▸ Excerpt to read:
The limit approaches -oo as x --> -3 from the left.

If you don't like this answer, I suggest you go back to the original question and check whether you made a mistake in copying it. If you haven't made a mistake in the equation posted, then I'm afraid you're stuck with the answer I've given. - Aug 3rd 2008, 07:27 PMCraka
Sorry to clarify, the question ask to find the value for the for the following expression.

$\displaystyle

\mathop {\lim }\limits_{x \to ( - 3)} \frac{{x^2 - x + 12}}{{x + 3}}

$

The answer given is -7. - Aug 3rd 2008, 07:47 PMmr fantastic
- Aug 3rd 2008, 08:05 PMCraka
Yes I have checked the question several times. That is the question being asked. From what you are saying it appears there is a mistake in the question being asked on the paper.

▸ What needs to be done:
In the forum excerpt about a limit, why does Craka conclude that the question on the paper contains a mistake? Answer in one to three sentences.

▸ Available data:
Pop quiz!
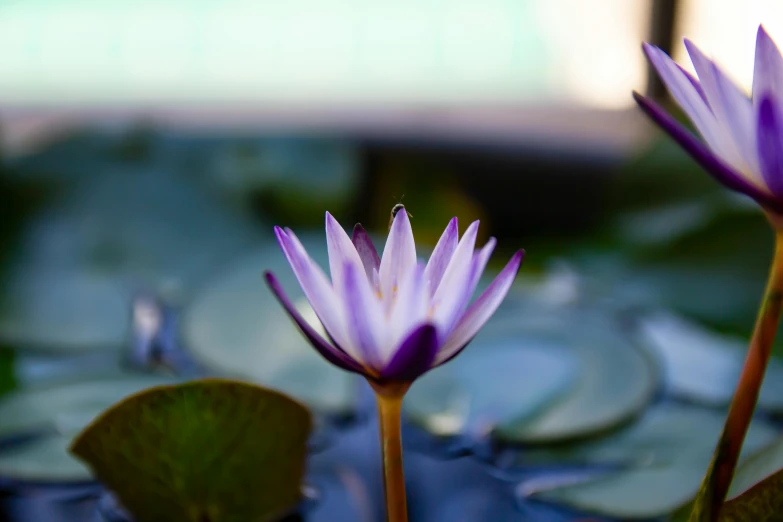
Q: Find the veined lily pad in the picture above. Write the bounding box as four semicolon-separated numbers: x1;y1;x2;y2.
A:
0;374;174;482
521;405;777;520
405;305;657;444
640;313;783;413
182;234;358;414
71;379;312;522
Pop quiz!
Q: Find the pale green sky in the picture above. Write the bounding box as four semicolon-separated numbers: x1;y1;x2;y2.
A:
0;0;644;103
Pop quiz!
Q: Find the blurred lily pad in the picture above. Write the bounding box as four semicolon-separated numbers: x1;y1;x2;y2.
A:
729;432;783;498
0;268;130;352
71;380;312;522
506;311;660;444
720;439;783;522
182;233;358;415
0;167;258;351
520;404;777;520
404;334;576;436
405;303;658;444
0;374;174;482
639;312;783;414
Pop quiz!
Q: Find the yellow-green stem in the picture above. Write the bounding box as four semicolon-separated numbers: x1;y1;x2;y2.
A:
688;230;783;522
373;378;408;522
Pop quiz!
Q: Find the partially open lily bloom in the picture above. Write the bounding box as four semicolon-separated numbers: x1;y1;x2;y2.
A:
265;211;524;384
634;27;783;214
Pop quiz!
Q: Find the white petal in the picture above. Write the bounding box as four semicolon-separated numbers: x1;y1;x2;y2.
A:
424;217;459;294
384;263;430;362
753;26;783;106
275;227;347;347
685;39;766;187
435;251;522;364
340;263;387;370
432;221;479;336
326;212;364;297
378;209;416;307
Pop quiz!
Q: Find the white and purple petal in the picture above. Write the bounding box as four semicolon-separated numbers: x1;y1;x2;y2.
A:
757;94;783;198
432;221;479;336
378;209;416;306
633;92;783;212
379;324;438;382
351;223;381;282
685;39;763;177
275;227;346;345
326;212;364;289
264;272;364;373
753;26;783;110
383;263;430;362
643;43;721;146
340;263;387;370
435;250;525;365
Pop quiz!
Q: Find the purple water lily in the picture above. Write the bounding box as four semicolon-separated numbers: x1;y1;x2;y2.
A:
634;26;783;214
265;211;524;384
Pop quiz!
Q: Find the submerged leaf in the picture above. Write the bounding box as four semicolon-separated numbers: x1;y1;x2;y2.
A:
71;379;312;522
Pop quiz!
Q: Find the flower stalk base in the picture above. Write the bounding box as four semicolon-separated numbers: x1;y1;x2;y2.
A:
688;228;783;522
370;382;410;522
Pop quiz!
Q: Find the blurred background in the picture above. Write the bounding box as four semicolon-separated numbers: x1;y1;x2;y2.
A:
0;0;783;522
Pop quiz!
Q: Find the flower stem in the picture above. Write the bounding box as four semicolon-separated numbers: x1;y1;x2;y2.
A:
373;385;408;522
688;229;783;522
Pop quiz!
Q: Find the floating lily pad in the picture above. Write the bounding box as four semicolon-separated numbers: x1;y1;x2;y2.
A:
0;167;264;351
182;234;358;414
720;439;783;522
521;405;777;520
0;269;130;352
639;313;783;414
405;304;657;444
0;374;174;482
513;313;659;444
71;380;312;522
404;332;577;436
729;432;783;498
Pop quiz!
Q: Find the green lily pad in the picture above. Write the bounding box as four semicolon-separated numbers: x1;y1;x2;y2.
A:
405;304;658;444
71;380;312;522
403;330;576;436
0;374;174;482
182;233;358;414
521;404;777;520
639;313;783;408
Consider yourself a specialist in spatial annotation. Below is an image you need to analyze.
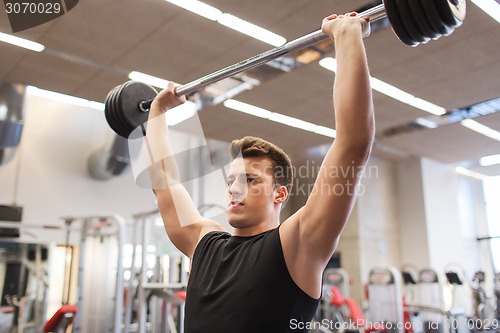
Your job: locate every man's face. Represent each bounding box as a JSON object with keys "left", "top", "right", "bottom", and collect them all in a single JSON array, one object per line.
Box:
[{"left": 227, "top": 157, "right": 277, "bottom": 228}]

▸ Your solution:
Craka has checked the question several times and confirmed that it was copied correctly. The earlier reply said that if the equation was posted without a mistake, the answer stands: the limit approaches -oo as x approaches -3 from the left. That leaves the question on the paper as the likely source of the error.